What the task requires - How many lines of the data contain "coordinates"? Reply with the number alone.

Records drawn from a dataset:

•••••

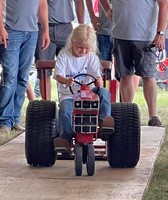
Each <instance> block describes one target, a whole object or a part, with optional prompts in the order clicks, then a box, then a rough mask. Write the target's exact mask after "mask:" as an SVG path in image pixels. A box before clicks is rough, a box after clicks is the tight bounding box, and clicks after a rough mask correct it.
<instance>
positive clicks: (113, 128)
mask: <svg viewBox="0 0 168 200" xmlns="http://www.w3.org/2000/svg"><path fill="white" fill-rule="evenodd" d="M113 134H114V128H113V127H103V128H102V130H101V139H102V140H103V141H107V140H109V137H110V136H111V135H113Z"/></svg>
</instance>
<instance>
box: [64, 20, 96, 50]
mask: <svg viewBox="0 0 168 200" xmlns="http://www.w3.org/2000/svg"><path fill="white" fill-rule="evenodd" d="M73 42H79V43H80V42H81V43H84V44H85V45H87V46H88V47H89V48H90V49H91V51H92V52H94V53H97V52H98V47H97V36H96V33H95V30H94V29H93V28H91V27H90V26H89V25H87V24H80V25H78V26H77V27H76V28H74V30H73V31H72V33H71V34H70V36H69V38H68V40H67V43H66V46H65V48H67V49H69V50H70V51H71V50H72V45H73V44H72V43H73Z"/></svg>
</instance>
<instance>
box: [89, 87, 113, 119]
mask: <svg viewBox="0 0 168 200" xmlns="http://www.w3.org/2000/svg"><path fill="white" fill-rule="evenodd" d="M93 92H95V93H96V94H97V95H98V96H99V99H100V109H99V121H103V119H104V118H105V117H107V116H111V101H110V93H109V91H108V90H107V89H106V88H104V87H103V88H99V89H98V88H93Z"/></svg>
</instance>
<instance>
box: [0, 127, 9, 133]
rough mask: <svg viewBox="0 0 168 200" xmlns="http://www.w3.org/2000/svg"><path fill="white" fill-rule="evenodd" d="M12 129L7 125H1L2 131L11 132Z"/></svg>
mask: <svg viewBox="0 0 168 200" xmlns="http://www.w3.org/2000/svg"><path fill="white" fill-rule="evenodd" d="M10 131H11V129H10V128H9V127H7V126H0V133H2V132H3V133H9V132H10Z"/></svg>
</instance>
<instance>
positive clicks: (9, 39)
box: [0, 30, 38, 128]
mask: <svg viewBox="0 0 168 200" xmlns="http://www.w3.org/2000/svg"><path fill="white" fill-rule="evenodd" d="M37 35H38V32H22V31H11V30H10V31H8V39H9V40H8V46H7V48H6V49H4V52H3V57H2V66H3V76H4V85H0V96H1V97H0V126H3V125H5V126H7V127H9V128H12V127H13V125H14V124H19V123H20V115H21V108H22V105H23V102H24V99H25V92H26V88H27V82H28V77H29V70H30V67H31V65H32V61H33V56H34V52H35V47H36V42H37Z"/></svg>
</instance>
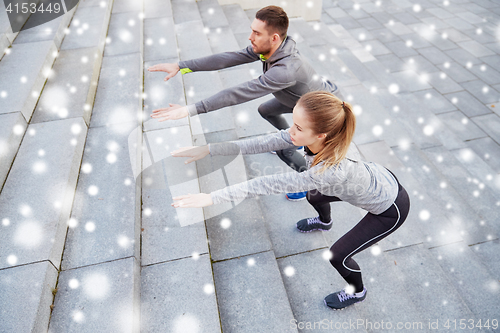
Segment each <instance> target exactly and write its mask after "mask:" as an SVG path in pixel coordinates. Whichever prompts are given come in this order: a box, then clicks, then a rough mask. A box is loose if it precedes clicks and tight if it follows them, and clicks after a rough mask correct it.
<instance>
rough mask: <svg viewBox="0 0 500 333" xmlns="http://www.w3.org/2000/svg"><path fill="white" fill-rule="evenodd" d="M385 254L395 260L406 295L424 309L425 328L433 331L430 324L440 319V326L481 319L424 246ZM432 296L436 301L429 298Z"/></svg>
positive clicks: (423, 313) (401, 283)
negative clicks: (463, 297)
mask: <svg viewBox="0 0 500 333" xmlns="http://www.w3.org/2000/svg"><path fill="white" fill-rule="evenodd" d="M384 254H385V255H386V257H387V258H388V259H389V260H390V261H391V262H393V263H394V272H395V275H394V276H396V279H397V280H398V282H399V283H401V284H402V285H403V286H404V288H405V289H406V295H407V296H408V297H409V298H410V299H411V300H412V301H413V303H414V304H415V306H416V307H417V308H418V309H420V311H421V313H422V318H423V319H424V320H425V321H424V322H423V327H424V329H426V330H429V323H433V322H435V321H436V320H438V321H439V325H443V323H446V320H450V321H452V320H453V319H457V320H458V319H459V318H467V319H473V320H474V321H476V320H477V319H479V318H477V317H476V315H475V314H474V313H472V312H471V310H470V309H469V308H468V307H467V305H466V304H465V302H464V300H463V299H462V298H461V296H460V294H459V293H458V292H457V290H456V289H455V287H454V286H453V285H452V284H451V283H450V282H449V281H448V279H447V277H446V273H445V272H443V270H442V268H441V267H440V266H439V264H438V262H437V260H435V258H434V256H433V255H432V254H431V253H430V252H429V250H427V249H425V247H424V246H422V245H415V246H411V247H405V248H400V249H396V250H393V251H389V252H385V253H384ZM431 299H432V302H430V301H429V300H431ZM440 327H442V326H440ZM431 328H432V327H431ZM429 331H431V330H429Z"/></svg>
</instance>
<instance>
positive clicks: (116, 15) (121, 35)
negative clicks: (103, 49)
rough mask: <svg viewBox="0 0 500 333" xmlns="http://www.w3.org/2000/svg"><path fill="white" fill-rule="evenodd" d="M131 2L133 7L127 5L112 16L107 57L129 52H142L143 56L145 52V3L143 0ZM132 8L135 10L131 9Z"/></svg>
mask: <svg viewBox="0 0 500 333" xmlns="http://www.w3.org/2000/svg"><path fill="white" fill-rule="evenodd" d="M129 1H130V0H129ZM130 3H131V4H132V5H130V6H131V7H132V8H130V9H128V7H127V6H125V8H124V9H123V12H122V11H118V12H113V15H112V16H111V20H110V22H109V30H108V37H107V38H106V48H105V50H104V56H105V57H110V56H116V55H124V54H129V53H140V54H141V56H143V54H144V40H143V39H144V21H143V15H144V12H143V7H144V4H143V1H142V0H138V1H135V2H130ZM113 8H115V7H113ZM132 9H133V11H129V10H132Z"/></svg>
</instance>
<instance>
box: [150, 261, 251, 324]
mask: <svg viewBox="0 0 500 333" xmlns="http://www.w3.org/2000/svg"><path fill="white" fill-rule="evenodd" d="M215 292H216V293H217V294H218V293H219V287H218V286H217V285H216V286H215V288H214V280H213V276H212V267H211V263H210V256H209V255H207V254H204V255H196V256H193V257H191V258H185V259H180V260H174V261H169V262H165V263H160V264H156V265H150V266H144V267H142V272H141V332H207V333H212V332H213V333H216V332H217V333H220V332H221V321H220V318H219V313H218V305H217V299H216V295H215ZM242 303H243V304H245V303H246V302H242ZM238 307H239V304H238ZM222 325H223V326H224V323H222Z"/></svg>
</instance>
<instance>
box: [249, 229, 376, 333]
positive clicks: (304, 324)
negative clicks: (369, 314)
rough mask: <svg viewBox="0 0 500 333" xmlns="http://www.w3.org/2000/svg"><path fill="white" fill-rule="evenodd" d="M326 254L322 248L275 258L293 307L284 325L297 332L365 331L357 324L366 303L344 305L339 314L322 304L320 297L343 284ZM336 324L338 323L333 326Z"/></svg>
mask: <svg viewBox="0 0 500 333" xmlns="http://www.w3.org/2000/svg"><path fill="white" fill-rule="evenodd" d="M300 236H302V237H309V236H311V235H310V234H305V235H304V234H301V235H300ZM329 254H330V251H329V250H328V248H325V249H319V250H316V251H311V252H306V253H301V254H297V255H292V256H287V257H284V258H280V259H278V265H279V269H280V273H281V275H282V279H283V282H284V284H285V288H286V292H287V294H288V299H289V301H290V305H291V308H292V311H293V319H292V320H291V321H289V323H288V325H287V326H283V327H289V328H290V329H294V328H295V329H297V328H298V329H299V330H298V331H299V332H302V331H306V332H307V331H308V330H313V329H314V332H320V330H319V329H322V330H326V329H328V331H336V330H340V331H342V329H344V330H346V329H348V330H349V331H350V332H368V331H367V330H365V329H364V328H363V327H359V326H357V325H356V324H357V322H358V320H363V319H365V318H363V317H362V316H361V314H360V313H359V309H360V308H362V307H363V306H365V304H364V302H363V303H360V304H356V305H354V306H351V307H348V308H346V309H345V310H344V311H342V315H341V316H340V317H339V316H337V315H336V312H333V310H331V309H330V308H328V307H327V306H326V305H325V303H324V301H323V300H324V298H325V297H326V296H327V295H329V294H331V293H333V292H336V291H339V290H341V289H343V288H344V287H345V286H346V282H345V281H344V279H342V277H341V276H340V275H339V274H338V273H337V271H336V270H335V269H334V268H333V267H332V265H331V264H330V262H329V261H328V258H329ZM257 265H258V263H256V266H257ZM367 297H370V295H368V296H367ZM352 323H354V325H352ZM336 324H337V325H340V326H335V325H336ZM342 324H343V325H344V326H343V327H342ZM281 331H282V330H280V332H281Z"/></svg>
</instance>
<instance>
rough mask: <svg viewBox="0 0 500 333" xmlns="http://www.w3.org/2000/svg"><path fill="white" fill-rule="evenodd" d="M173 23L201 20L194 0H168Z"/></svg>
mask: <svg viewBox="0 0 500 333" xmlns="http://www.w3.org/2000/svg"><path fill="white" fill-rule="evenodd" d="M170 2H171V4H172V13H173V17H174V21H175V24H180V23H185V22H189V21H199V20H201V16H200V12H199V11H198V6H197V5H196V2H197V1H196V0H170Z"/></svg>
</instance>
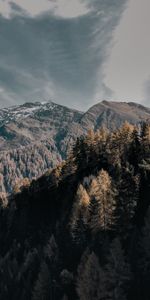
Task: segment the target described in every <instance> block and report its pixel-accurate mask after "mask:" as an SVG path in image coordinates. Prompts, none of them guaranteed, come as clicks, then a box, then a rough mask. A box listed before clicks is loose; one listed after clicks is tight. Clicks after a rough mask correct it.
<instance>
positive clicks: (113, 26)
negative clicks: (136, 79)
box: [0, 0, 126, 110]
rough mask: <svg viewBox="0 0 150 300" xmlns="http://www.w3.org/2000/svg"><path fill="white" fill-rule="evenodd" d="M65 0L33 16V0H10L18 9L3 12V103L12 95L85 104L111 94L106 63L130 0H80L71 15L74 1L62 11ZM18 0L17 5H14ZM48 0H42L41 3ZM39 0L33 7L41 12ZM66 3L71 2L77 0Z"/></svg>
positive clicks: (10, 97)
mask: <svg viewBox="0 0 150 300" xmlns="http://www.w3.org/2000/svg"><path fill="white" fill-rule="evenodd" d="M63 1H64V4H65V3H67V0H61V1H60V0H59V1H53V3H52V2H51V4H53V5H55V7H56V5H57V4H59V10H58V12H59V13H57V14H56V9H54V6H53V10H51V12H47V13H44V14H40V15H39V14H38V15H36V16H35V15H34V17H33V16H32V17H31V15H27V14H26V13H25V11H27V5H30V6H31V5H32V4H33V1H23V0H21V1H15V2H13V5H12V2H11V8H13V9H14V10H15V9H16V12H17V13H16V14H12V15H11V17H9V18H6V17H4V16H2V15H1V16H0V86H1V87H2V88H3V89H4V92H3V93H1V94H0V102H1V103H0V105H1V106H4V105H5V106H6V105H9V104H10V101H11V102H13V103H15V104H16V103H23V102H24V101H36V100H43V99H44V100H48V99H52V100H53V101H56V102H58V103H61V104H65V105H68V106H71V107H75V108H78V109H82V110H83V109H86V108H87V107H88V106H90V105H92V104H93V103H94V102H96V100H97V97H99V99H100V97H103V98H106V97H107V95H111V94H112V91H111V90H110V89H109V87H107V86H106V85H104V82H103V80H104V74H103V65H104V62H105V61H106V60H107V57H108V55H109V52H110V50H111V48H110V47H111V40H112V34H113V30H114V29H115V27H116V26H117V24H118V21H119V19H120V16H121V13H122V11H123V8H124V4H125V3H126V1H125V0H119V3H118V1H117V0H106V1H103V0H93V1H88V0H85V1H82V2H80V3H82V5H83V6H82V7H83V10H81V11H80V14H81V13H82V15H79V10H77V7H76V5H75V6H74V8H76V9H75V10H74V11H73V12H72V15H71V13H70V9H71V6H68V10H67V8H65V7H64V11H63V7H62V6H61V5H60V3H63ZM16 2H19V7H18V6H17V7H16V6H14V5H16V4H17V3H16ZM45 2H46V1H42V6H43V7H44V5H45V4H44V3H45ZM14 3H15V4H14ZM23 3H24V6H23ZM25 3H26V4H25ZM36 3H37V6H36V10H35V11H34V10H33V11H34V13H35V12H36V13H37V11H38V13H39V11H40V8H39V10H38V8H37V7H38V1H36ZM39 3H41V1H40V2H39ZM68 3H70V5H73V3H76V1H73V0H72V1H71V0H70V2H68ZM21 5H22V6H21ZM25 5H26V6H25ZM39 5H40V4H39ZM46 5H47V4H46ZM20 6H21V8H20ZM69 7H70V8H69ZM51 9H52V7H51ZM57 9H58V7H57ZM19 10H20V12H21V14H19V15H18V12H19ZM24 10H25V11H24ZM30 13H31V7H30ZM69 16H70V17H69ZM104 96H105V97H104Z"/></svg>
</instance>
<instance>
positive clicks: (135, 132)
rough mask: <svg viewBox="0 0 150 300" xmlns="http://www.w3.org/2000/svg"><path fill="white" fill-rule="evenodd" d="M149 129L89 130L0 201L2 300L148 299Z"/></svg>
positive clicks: (79, 299) (80, 299)
mask: <svg viewBox="0 0 150 300" xmlns="http://www.w3.org/2000/svg"><path fill="white" fill-rule="evenodd" d="M149 132H150V125H148V124H146V125H145V124H144V125H141V126H137V127H134V126H132V125H130V124H128V123H125V124H124V125H123V126H122V127H121V128H119V130H117V131H115V132H113V134H111V132H108V131H107V130H104V129H101V130H100V131H99V134H97V132H96V133H95V134H94V133H93V134H92V135H90V133H89V134H88V136H85V137H84V138H81V139H78V140H77V143H76V144H75V145H74V147H73V149H72V156H71V157H69V158H68V159H67V161H66V162H64V163H62V164H61V165H59V166H57V167H56V168H55V169H54V170H52V171H51V172H49V173H48V172H47V173H46V174H45V175H43V176H42V177H41V178H39V179H37V180H34V181H32V183H31V184H30V185H29V186H26V187H25V188H24V189H23V190H22V192H19V193H16V194H15V195H13V196H11V197H10V199H9V201H8V202H7V199H6V198H1V199H0V229H1V230H0V245H1V246H0V299H2V300H9V299H12V300H16V299H19V300H25V299H28V300H41V299H44V300H49V299H50V300H56V299H57V300H70V299H71V300H87V299H89V300H103V299H107V300H112V299H115V300H123V299H124V300H133V299H136V300H148V299H150V284H149V282H150V279H149V274H150V273H149V272H150V208H149V207H150V200H149V195H150V135H149Z"/></svg>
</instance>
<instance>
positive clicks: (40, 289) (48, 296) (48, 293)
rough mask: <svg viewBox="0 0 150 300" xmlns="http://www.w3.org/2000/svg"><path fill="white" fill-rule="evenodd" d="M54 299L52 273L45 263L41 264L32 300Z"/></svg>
mask: <svg viewBox="0 0 150 300" xmlns="http://www.w3.org/2000/svg"><path fill="white" fill-rule="evenodd" d="M49 299H53V298H52V283H51V276H50V271H49V269H48V267H47V265H46V263H45V262H43V263H42V264H41V269H40V272H39V275H38V279H37V281H36V284H35V286H34V290H33V296H32V300H49Z"/></svg>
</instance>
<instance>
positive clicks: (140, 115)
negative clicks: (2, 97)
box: [0, 101, 150, 192]
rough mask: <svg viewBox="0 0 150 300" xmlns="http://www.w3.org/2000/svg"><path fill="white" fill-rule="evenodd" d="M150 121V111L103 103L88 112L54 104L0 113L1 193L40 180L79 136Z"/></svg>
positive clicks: (71, 144)
mask: <svg viewBox="0 0 150 300" xmlns="http://www.w3.org/2000/svg"><path fill="white" fill-rule="evenodd" d="M146 120H150V108H146V107H144V106H142V105H139V104H136V103H132V102H131V103H125V102H120V103H118V102H108V101H103V102H100V103H98V104H96V105H94V106H92V107H91V108H90V109H89V110H88V111H87V112H85V113H84V112H80V111H77V110H73V109H70V108H68V107H65V106H62V105H59V104H56V103H53V102H41V103H39V102H35V103H25V104H24V105H20V106H13V107H10V108H5V109H1V110H0V192H1V191H5V190H6V191H10V192H11V190H12V189H13V186H14V183H15V182H16V181H17V180H19V179H20V178H22V179H23V178H26V177H27V178H30V179H32V178H37V177H39V176H41V175H42V174H43V173H44V172H45V171H46V170H48V169H49V168H51V167H55V166H56V165H57V164H58V163H60V161H61V160H62V159H65V158H66V155H67V153H68V152H69V151H70V148H71V147H72V144H73V143H74V142H75V141H76V139H77V137H78V136H81V135H84V134H86V133H87V131H88V130H89V129H94V130H97V129H99V128H100V127H101V126H106V127H108V128H109V129H115V128H117V127H119V126H120V125H121V124H122V123H124V122H125V121H128V122H130V123H132V124H137V123H139V122H143V121H146Z"/></svg>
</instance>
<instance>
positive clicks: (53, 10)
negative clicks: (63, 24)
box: [0, 0, 89, 18]
mask: <svg viewBox="0 0 150 300" xmlns="http://www.w3.org/2000/svg"><path fill="white" fill-rule="evenodd" d="M47 11H49V12H53V14H55V15H57V16H60V17H64V18H74V17H79V16H82V15H85V14H87V13H88V12H89V9H88V7H87V5H86V1H82V0H81V1H80V0H42V1H41V0H13V1H9V0H0V12H1V13H2V15H3V16H5V17H7V18H10V17H12V14H13V13H14V12H16V13H17V14H18V13H19V14H20V15H21V14H24V13H26V14H28V15H30V16H32V17H35V16H37V15H39V14H41V13H44V12H47Z"/></svg>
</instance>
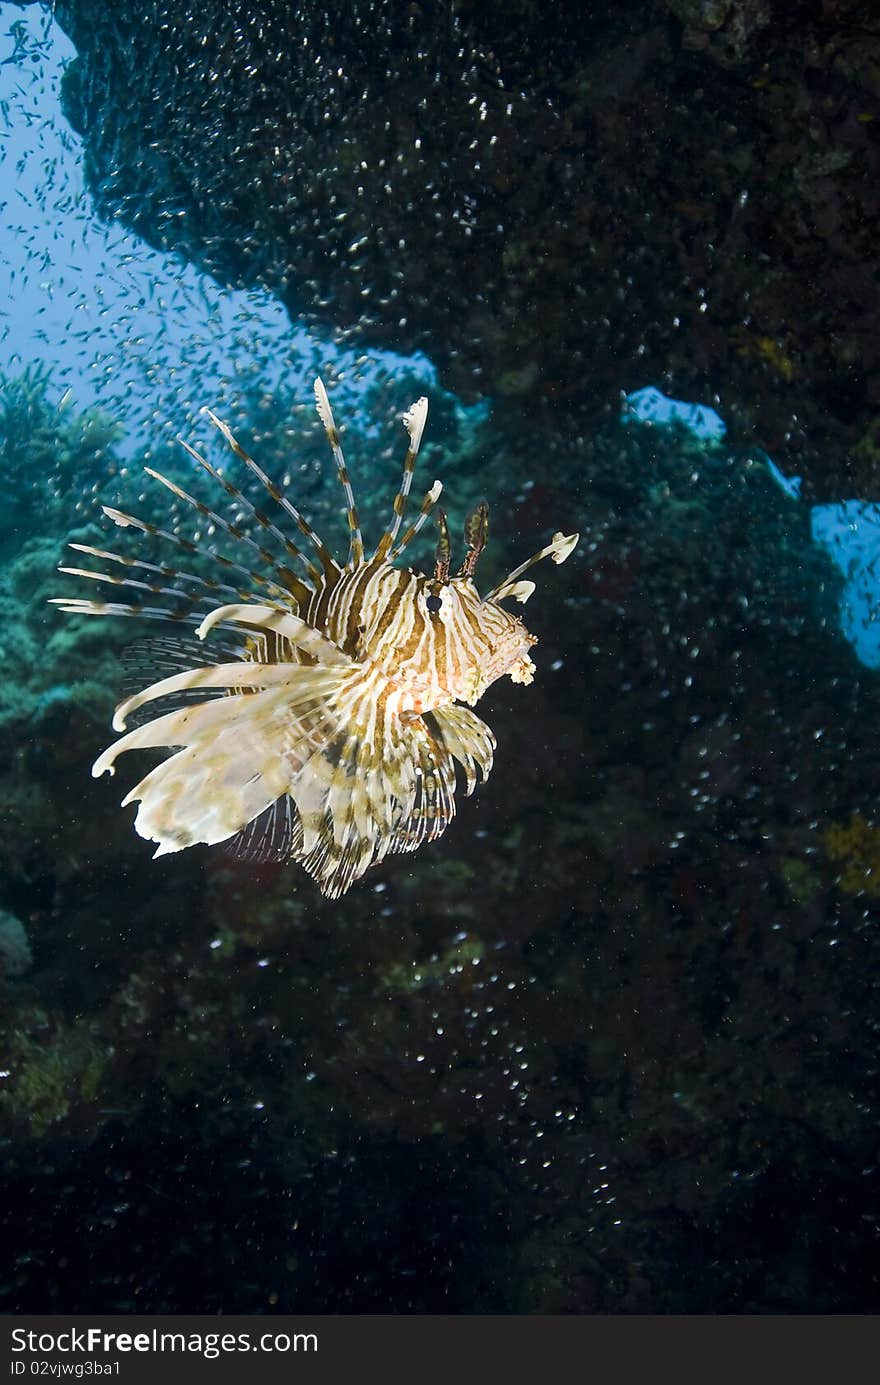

•••••

Solution to the exercise - 2